[ТЕКСТ]

Один человек вступает в контакт с другим человеком или с какой-то идеей, и эта идея, будучи им воспринята, попадая в мир этого человека, неповторимым образом преображается. И когда человек возвращает этот знак вовне, передает его другим, этот знак становится уже совсем другим. А те люди, которые его получают, его еще дальше трансформируют. Это бесконечное внутреннее спонтанное переосмысливание того мира, в котором мы живем, а не просто жизнь в этом мире. Этот путь не сулит никакого идеального порядка, никакой объективной чистоты — это человеческий путь, полный случайностей, в котором все возможно — и хорошее, и плохое, и понимание, и непонимание. Если говорить очень кратко, в этом состоит принцип диалогизма Лотмана.
Об отношении Лотмана к эмиграции
В 70-е годы у нас с Лотманом было много разговоров на эту тему — его хотели выдавить из страны. И все дороги ему были открыты — и еврейская эмиграция, и Амстердамский университет, один из лучших европейских университетов, немедленно предложил ему кафедру, и, конечно, в других местах его бы тоже с радостью приняли. Его семья хотела уехать, дети хотели уехать. Он сказал, что нет, он не уедет. И вот друзья один за другим уезжали, близкие люди один за другим уезжали. Я несколько лет находился в состоянии борьбы за право уехать и стоял в позиции, что надо уезжать, нельзя в этом месте оставаться. Он остался, и остался сознательно. Это был очень трудный, болезненный и совершенно сознательный выбор. В 70-е годы он был человеком, который чувствовал свою укорененность в этой культуре, в этом месте, в этом языке. И этим местом была не только русская культура, но и эстонская — он был очень предан Эстонии и эстонской культуре, его дети учились в эстонской школе.

[/ТЕКСТ]

ЗАДАНИЕ A:
Перечислите всё, что, согласно тексту о Лотмане, возможно на человеческом пути.
ЗАДАНИЕ B:
Продолжите текст о Лотмане, начав сразу после его последнего предложения.

[ЗАПИСИ НАБОРА ДАННЫХ]

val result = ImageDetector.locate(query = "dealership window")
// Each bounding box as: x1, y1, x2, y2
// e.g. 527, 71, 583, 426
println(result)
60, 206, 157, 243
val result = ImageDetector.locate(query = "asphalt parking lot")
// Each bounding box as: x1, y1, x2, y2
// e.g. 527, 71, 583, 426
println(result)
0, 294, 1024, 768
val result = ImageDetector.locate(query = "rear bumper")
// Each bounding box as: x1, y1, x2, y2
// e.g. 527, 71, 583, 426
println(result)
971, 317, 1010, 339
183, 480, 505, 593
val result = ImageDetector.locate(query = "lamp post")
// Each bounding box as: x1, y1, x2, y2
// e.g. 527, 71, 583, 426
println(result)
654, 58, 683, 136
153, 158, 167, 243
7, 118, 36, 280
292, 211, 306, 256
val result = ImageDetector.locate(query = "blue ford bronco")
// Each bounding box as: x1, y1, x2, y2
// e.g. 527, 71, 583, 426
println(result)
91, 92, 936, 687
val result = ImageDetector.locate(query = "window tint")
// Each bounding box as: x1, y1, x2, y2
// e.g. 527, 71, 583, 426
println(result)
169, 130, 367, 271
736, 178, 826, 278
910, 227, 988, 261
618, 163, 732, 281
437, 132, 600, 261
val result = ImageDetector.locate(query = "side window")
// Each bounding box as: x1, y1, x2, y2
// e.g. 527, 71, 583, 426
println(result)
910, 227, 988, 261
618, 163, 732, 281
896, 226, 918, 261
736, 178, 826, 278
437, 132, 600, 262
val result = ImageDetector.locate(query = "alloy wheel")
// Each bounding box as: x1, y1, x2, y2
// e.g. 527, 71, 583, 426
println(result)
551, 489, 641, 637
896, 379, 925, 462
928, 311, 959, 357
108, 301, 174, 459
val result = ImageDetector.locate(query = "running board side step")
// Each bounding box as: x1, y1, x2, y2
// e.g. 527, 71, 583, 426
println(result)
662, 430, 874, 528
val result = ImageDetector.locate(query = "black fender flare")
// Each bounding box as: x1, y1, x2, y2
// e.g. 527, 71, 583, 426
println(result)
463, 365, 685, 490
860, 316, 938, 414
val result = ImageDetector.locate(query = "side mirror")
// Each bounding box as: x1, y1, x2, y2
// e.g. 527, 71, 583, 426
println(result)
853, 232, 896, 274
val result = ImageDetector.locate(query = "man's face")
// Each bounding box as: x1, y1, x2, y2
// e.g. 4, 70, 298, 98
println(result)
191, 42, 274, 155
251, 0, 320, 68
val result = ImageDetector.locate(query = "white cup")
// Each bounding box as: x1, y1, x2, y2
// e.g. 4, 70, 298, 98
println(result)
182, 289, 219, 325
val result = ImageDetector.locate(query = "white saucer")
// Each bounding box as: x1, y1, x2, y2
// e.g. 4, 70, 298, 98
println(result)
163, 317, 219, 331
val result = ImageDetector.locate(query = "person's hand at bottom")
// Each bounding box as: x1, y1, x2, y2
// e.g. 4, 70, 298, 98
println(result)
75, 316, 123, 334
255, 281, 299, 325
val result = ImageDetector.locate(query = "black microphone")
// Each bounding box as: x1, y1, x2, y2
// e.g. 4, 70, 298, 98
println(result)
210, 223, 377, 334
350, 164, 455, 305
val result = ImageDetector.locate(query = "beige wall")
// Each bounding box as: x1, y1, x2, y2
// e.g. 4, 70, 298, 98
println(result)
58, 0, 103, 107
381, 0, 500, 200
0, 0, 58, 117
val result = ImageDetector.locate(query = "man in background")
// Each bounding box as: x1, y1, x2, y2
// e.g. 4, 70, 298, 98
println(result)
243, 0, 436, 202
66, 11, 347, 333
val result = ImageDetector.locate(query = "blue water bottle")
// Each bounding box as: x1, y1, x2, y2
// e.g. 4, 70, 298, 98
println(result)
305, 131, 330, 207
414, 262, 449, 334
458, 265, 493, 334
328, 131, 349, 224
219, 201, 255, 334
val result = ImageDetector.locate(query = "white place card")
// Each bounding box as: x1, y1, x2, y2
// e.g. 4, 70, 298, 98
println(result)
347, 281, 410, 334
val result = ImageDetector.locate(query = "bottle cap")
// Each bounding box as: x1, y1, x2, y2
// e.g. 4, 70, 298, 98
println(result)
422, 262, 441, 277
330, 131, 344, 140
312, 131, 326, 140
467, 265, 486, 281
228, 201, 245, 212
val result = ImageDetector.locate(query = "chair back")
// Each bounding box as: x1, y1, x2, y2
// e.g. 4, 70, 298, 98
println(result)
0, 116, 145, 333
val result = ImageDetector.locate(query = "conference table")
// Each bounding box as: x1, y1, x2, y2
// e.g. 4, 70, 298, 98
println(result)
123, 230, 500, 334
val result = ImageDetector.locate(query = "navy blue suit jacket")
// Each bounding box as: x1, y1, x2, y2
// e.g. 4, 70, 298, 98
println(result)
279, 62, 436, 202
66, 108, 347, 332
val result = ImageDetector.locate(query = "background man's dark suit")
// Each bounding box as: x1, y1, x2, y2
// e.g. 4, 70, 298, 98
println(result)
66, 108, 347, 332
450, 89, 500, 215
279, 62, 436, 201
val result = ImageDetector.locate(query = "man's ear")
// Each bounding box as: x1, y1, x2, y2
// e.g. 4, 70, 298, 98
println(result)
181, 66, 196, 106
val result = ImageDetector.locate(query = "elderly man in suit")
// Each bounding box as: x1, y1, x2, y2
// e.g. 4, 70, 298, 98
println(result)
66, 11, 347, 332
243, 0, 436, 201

[/ЗАПИСИ НАБОРА ДАННЫХ]

ОТВЕТ A:
Хорошее, плохое, понимание, непонимание.

ОТВЕТ B:
О героях Лотмана
В позднее время очень важным героем для Лотмана стал Карамзин — он написал его биографию и показал его как человека, который испытывает инстинктивную брезгливость к тому, что видит вокруг себя, но идет на компромиссы, потому что у него есть дело, миссия человека европейской культуры в этой стране. Лотман очень сильно строил себя по Карамзину. Пушкин тоже был для него очень важным примером. От своей бесконечной летучести, легкости и неприкаянности 20-х годов в 30-е годы он пришел к ощущению дома, страны, народа и так далее. Лотман в своей биографии Пушкина, на мой взгляд, педалирует, выдвигает на передний план эти черты, а вот демоническую сторону Пушкина он старается как-то отодвинуть. Он пытается Пушкина смоделировать так, чтобы тот соответствовал в качестве героя, в качестве модели поведения самому Лотману и его самосознанию. Но с Карамзиным этого напряжения нет. Карамзин — это просто идеальный случай его культурного героя.
Все время возникает ощущение, что он был таким, как многие из тех, о ком он рассказывал. Я со своим сыном вчера слушал лекцию Лотмана про декабристов — как он говорит, что кто-то был боевым офицером и украшен медалями. И сам Лотман тоже был украшен медалями. Его личная идентификация очень сильно чувствуется во всем, что он делал. И вот это присутствие такой думающей и постоянно ищущей личности позволило ему раньше многих выйти из идеи сияющей безличности структуры и перейти к человеческому пути.
Интервью записано в январе 2022 года в канун 100-летия со дня рождения Ю. М. Лотмана.